Across the following data, state how many lines include the word "tree". Provide the number alone.

(Data records)
- Opening Delimiter -
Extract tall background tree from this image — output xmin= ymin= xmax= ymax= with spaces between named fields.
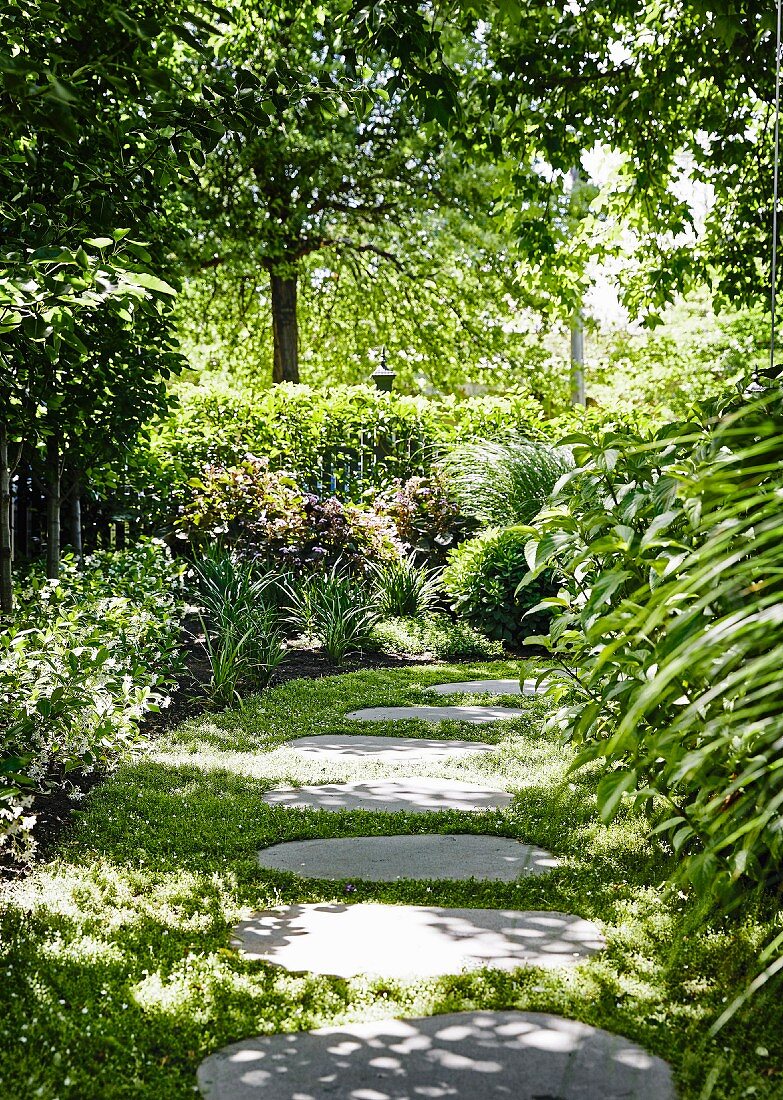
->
xmin=178 ymin=0 xmax=548 ymax=386
xmin=0 ymin=0 xmax=247 ymax=604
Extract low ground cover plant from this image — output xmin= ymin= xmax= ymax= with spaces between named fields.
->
xmin=371 ymin=612 xmax=504 ymax=659
xmin=0 ymin=542 xmax=182 ymax=858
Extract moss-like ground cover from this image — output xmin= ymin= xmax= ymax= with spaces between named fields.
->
xmin=1 ymin=661 xmax=780 ymax=1099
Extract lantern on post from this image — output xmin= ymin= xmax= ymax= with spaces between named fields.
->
xmin=371 ymin=346 xmax=396 ymax=392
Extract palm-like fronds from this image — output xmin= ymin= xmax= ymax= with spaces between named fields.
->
xmin=439 ymin=439 xmax=572 ymax=527
xmin=525 ymin=389 xmax=783 ymax=1023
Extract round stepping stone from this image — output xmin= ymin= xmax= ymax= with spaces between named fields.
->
xmin=262 ymin=777 xmax=513 ymax=814
xmin=257 ymin=834 xmax=558 ymax=882
xmin=347 ymin=704 xmax=522 ymax=724
xmin=288 ymin=734 xmax=496 ymax=761
xmin=430 ymin=677 xmax=548 ymax=696
xmin=198 ymin=1010 xmax=675 ymax=1100
xmin=231 ymin=904 xmax=604 ymax=977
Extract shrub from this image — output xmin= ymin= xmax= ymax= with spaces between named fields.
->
xmin=370 ymin=554 xmax=442 ymax=618
xmin=178 ymin=455 xmax=403 ymax=575
xmin=178 ymin=455 xmax=302 ymax=548
xmin=439 ymin=438 xmax=572 ymax=527
xmin=523 ymin=391 xmax=783 ymax=1020
xmin=1 ymin=543 xmax=183 ymax=858
xmin=373 ymin=473 xmax=474 ymax=565
xmin=372 ymin=612 xmax=504 ymax=660
xmin=443 ymin=526 xmax=553 ymax=648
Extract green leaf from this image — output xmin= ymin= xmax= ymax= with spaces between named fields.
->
xmin=596 ymin=769 xmax=638 ymax=823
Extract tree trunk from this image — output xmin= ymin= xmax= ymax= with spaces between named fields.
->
xmin=70 ymin=480 xmax=83 ymax=566
xmin=45 ymin=434 xmax=61 ymax=580
xmin=570 ymin=308 xmax=586 ymax=406
xmin=0 ymin=424 xmax=13 ymax=614
xmin=270 ymin=272 xmax=300 ymax=384
xmin=15 ymin=464 xmax=29 ymax=560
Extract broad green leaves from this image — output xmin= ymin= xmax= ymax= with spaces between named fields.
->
xmin=524 ymin=383 xmax=783 ymax=1018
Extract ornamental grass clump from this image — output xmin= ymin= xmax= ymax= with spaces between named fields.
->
xmin=188 ymin=550 xmax=286 ymax=706
xmin=284 ymin=566 xmax=380 ymax=664
xmin=369 ymin=553 xmax=442 ymax=618
xmin=439 ymin=438 xmax=573 ymax=527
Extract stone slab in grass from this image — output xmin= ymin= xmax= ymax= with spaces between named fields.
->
xmin=430 ymin=677 xmax=548 ymax=696
xmin=231 ymin=903 xmax=604 ymax=978
xmin=288 ymin=734 xmax=497 ymax=761
xmin=198 ymin=1010 xmax=675 ymax=1100
xmin=347 ymin=704 xmax=522 ymax=724
xmin=257 ymin=834 xmax=558 ymax=882
xmin=262 ymin=777 xmax=513 ymax=814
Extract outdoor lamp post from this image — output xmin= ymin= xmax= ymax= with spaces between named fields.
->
xmin=371 ymin=346 xmax=396 ymax=392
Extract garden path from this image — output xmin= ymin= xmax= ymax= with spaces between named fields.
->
xmin=198 ymin=678 xmax=676 ymax=1099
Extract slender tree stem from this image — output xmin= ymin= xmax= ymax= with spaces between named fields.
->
xmin=0 ymin=422 xmax=13 ymax=614
xmin=45 ymin=434 xmax=61 ymax=581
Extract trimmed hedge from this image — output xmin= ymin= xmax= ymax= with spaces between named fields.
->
xmin=127 ymin=383 xmax=557 ymax=528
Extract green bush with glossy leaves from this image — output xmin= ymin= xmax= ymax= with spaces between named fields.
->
xmin=443 ymin=526 xmax=554 ymax=648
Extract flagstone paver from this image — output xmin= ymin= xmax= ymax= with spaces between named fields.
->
xmin=430 ymin=677 xmax=548 ymax=696
xmin=198 ymin=1010 xmax=675 ymax=1100
xmin=347 ymin=704 xmax=523 ymax=724
xmin=288 ymin=734 xmax=497 ymax=761
xmin=197 ymin=671 xmax=675 ymax=1100
xmin=261 ymin=777 xmax=514 ymax=813
xmin=231 ymin=903 xmax=604 ymax=978
xmin=257 ymin=833 xmax=558 ymax=882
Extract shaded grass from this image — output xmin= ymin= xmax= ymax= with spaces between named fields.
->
xmin=0 ymin=661 xmax=781 ymax=1098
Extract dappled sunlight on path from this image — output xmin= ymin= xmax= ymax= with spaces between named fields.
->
xmin=198 ymin=1010 xmax=675 ymax=1099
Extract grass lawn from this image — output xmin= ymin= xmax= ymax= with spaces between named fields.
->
xmin=1 ymin=661 xmax=780 ymax=1099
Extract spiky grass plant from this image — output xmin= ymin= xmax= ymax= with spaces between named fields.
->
xmin=189 ymin=549 xmax=286 ymax=704
xmin=369 ymin=553 xmax=442 ymax=618
xmin=284 ymin=565 xmax=380 ymax=664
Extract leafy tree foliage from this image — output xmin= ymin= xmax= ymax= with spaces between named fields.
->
xmin=177 ymin=1 xmax=546 ymax=384
xmin=0 ymin=0 xmax=241 ymax=603
xmin=177 ymin=186 xmax=561 ymax=393
xmin=356 ymin=0 xmax=783 ymax=318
- Closing Delimiter -
* Solved problem: 4